The new International Committee of 8 now includes a member for Latin America, as well as 3 special Ambassadors with specific briefs.

Elizabeth Henderson, author of the famous CSA manual that has inspired a whole generation of both farmers and consumers around the world, Sharing the Harvest, generously accepted to become URGENCI’s Honorary President. She is a retired farmer and lifetime activist. This is a fair acknowledgement to her huge past contribution to URGENCI.

The next URGENCI Symposium is scheduled to take place in 2015 in China.




Towards solidarity microfinance?

By Yvon Poirier

Microcredit has become a very widespread phenomenon on all continents in recent years, particularly since Mohamad Yunus was awarded the Nobel Prize in 2008. According to those who promote microcredit, it is a tool that enables the poor – particularly women – to overcome poverty. Yet there has been increasing evidence that not only is it not a solution, but it frequently allows investors to grow rich at the expense of the poor, whose indebtedness increases.

Milford Bateman presented the theory he puts forward in his book published in 20102, « Why doesn’t microfinance work? », during a conference he gave in Canada. The secondary title of the book is: The Destructive Rise of Local Neoliberalism. It explains how in many if not the majority of cases microfinance is a poverty trap. Scandals in India, with Mafia-type loan sharks (that have even led to suicide), are very harmful. He also indicates that it is less and less viewed as a development tool, and that the big institutions, such as the World Bank no longer promote it. Although the book raises much controversy, it does put its finger on the problems we have already raised in this Newsletter.

The dominant model has been mainly based on proposing microcredit from outside institutions, as a result of the support gained from the Nobel Prize. Others have made the choice of establishing people-led institutions. Thus when the legal framework is that of a mutual or a cooperative where the clients are members – and therefore associated with the governance – they provide a response that is genuinely adapted to the needs of local populations. Here is a brief overview of two such initiatives.

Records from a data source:
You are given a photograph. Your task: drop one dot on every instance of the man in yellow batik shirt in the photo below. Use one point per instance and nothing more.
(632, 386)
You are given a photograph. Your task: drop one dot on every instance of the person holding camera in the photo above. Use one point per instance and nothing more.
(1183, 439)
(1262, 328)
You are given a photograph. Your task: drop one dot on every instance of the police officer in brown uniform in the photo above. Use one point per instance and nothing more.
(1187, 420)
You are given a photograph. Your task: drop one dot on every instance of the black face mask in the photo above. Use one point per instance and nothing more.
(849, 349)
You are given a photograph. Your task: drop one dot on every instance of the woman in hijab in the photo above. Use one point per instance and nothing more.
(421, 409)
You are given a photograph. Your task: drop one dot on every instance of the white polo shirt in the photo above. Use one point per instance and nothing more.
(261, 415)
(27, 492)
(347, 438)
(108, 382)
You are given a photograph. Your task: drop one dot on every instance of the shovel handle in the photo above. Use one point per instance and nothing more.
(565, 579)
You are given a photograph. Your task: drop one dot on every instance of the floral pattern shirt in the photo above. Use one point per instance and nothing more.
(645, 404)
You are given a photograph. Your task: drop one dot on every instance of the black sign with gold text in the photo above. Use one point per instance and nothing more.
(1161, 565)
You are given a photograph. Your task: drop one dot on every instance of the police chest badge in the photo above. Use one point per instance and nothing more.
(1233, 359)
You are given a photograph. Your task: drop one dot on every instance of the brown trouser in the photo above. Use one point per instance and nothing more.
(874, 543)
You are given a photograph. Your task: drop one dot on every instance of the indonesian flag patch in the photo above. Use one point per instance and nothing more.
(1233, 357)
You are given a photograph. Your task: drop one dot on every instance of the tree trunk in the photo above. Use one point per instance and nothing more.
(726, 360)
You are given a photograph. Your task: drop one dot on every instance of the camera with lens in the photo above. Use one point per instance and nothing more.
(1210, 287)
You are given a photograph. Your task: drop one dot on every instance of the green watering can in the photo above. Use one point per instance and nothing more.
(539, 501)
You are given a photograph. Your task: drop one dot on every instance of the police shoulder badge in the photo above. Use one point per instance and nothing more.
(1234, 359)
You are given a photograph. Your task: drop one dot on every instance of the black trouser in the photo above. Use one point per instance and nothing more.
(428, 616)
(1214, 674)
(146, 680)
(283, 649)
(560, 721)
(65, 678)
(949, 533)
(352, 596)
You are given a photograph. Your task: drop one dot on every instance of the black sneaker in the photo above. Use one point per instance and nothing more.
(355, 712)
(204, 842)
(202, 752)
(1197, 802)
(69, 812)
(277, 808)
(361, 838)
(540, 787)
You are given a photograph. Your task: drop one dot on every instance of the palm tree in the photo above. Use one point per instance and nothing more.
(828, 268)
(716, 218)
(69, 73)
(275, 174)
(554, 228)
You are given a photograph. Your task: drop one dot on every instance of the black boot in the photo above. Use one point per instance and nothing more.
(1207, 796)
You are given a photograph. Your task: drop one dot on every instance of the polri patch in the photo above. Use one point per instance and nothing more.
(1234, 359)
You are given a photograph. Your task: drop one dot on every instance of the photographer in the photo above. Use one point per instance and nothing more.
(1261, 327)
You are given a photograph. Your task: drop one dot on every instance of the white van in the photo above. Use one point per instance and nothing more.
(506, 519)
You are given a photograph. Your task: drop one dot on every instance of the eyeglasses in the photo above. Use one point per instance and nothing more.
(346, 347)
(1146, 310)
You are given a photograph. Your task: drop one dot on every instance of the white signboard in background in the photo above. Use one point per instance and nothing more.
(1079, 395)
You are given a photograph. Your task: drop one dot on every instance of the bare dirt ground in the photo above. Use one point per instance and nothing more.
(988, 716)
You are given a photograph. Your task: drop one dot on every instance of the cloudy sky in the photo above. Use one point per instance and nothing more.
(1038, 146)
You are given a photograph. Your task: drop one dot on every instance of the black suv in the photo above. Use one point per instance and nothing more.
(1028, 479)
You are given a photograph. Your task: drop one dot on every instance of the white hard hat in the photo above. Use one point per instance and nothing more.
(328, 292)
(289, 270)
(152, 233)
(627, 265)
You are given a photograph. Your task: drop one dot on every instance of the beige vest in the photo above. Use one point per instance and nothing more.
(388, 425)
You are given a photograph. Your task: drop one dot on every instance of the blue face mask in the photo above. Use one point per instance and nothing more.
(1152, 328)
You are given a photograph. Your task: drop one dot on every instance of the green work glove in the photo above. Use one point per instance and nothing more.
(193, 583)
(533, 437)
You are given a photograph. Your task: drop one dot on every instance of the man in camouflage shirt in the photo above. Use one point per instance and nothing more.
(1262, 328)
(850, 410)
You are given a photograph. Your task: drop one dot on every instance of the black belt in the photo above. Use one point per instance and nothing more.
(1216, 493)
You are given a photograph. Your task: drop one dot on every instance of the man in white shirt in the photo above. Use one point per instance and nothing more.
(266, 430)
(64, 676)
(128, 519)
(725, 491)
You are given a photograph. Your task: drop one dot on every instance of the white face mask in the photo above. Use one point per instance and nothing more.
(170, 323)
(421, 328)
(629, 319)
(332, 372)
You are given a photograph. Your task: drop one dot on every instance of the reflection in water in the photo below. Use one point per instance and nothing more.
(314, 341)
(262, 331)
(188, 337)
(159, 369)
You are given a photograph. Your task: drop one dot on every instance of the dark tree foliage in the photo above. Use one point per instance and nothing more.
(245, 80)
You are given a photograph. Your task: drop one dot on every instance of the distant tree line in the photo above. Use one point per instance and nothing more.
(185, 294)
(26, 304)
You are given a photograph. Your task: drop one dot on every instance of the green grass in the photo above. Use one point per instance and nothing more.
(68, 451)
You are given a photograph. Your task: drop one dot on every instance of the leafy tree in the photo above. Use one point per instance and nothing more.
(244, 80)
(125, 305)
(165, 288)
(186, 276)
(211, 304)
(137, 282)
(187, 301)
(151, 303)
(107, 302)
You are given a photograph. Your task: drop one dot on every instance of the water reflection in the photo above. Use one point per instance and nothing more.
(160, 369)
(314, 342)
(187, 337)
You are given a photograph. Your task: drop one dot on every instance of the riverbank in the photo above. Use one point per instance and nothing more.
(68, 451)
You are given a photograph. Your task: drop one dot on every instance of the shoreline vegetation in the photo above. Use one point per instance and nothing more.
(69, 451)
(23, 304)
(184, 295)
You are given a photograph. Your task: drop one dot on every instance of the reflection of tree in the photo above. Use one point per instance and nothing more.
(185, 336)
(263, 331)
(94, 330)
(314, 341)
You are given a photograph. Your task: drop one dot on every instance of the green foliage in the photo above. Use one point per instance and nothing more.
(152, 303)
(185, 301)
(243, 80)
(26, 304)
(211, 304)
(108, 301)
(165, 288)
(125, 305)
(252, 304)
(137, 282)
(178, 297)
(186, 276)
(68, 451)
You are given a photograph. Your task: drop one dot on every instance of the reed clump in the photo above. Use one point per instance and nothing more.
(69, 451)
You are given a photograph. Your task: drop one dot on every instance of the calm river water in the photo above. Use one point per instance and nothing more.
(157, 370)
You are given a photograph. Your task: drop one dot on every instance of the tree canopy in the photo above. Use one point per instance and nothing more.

* [Task requirements]: Continue the newsletter passage on solidarity microfinance after its last sentence. Nothing in the records is needed for the task.

* [Written answer]:
The Mutuelle d’épargne et de crédit dans le secteur de la pêche artisanale en Guinée (MÉCREPAG), a savings’ and credit mutual in the artisinal fishing sector in Guinea was founded in 2006. It is the result of an association built with the national union of artisinal fishers in Guinea. In just a few years, MÉCRÉPAG has built up five local branches. In 2012 they had 10,000 individual members, 65% of whom are women. The loans that are granted allow fishers to buy outboard motors for their boats, and the women to smoke fish as well as to buy and sell fish at the market. Training on management of local cooperatives, healthcare loan-management are available to members. Both local branches as well as the mutual itself are governed by members who have been elected by the members’ assembly.

During a visit in Canada in November 2012. Yvon Poirier, Gérald Arsenault and Robert Gallant from Acadian Fishermen’s Co-Op, MsFatoumata Barry from MÉCREPAG

In Canada, microcredit has been present in most regions for the last twenty years. Until recently the microcredit association were incorporated on the basis of not-for-profit organisations. After 15, this model was considered to have shown its limits, so the Fonds d’emprunt Québec, situated in the city of Quebec, decided to evolve, and switch to a savings and loan mutual, in order to propose loans to the disadvantaged as well as to promote savings and micro-insurance. Thus the Fonds d’emprunt Québec, a relatively small organisation, has developed a draft law that was adopted by the Quebec national assembly in December 2012. The new Mutuelle de microfinance (Québec) is the first of its kind in Canada. Clients of this new organisation are members, and can therefore elect their representatives to the Board and vote in General Assemblies. This was not previously the case.

Although the socio-economic contexts are very different, both these examples illustrate how it is possible to create institutions by and for the people involved, and that they can also participate in their governance. This provides an alternative to microcredit, that in most countries is proposed by outside organisations that are not an integral part of the community.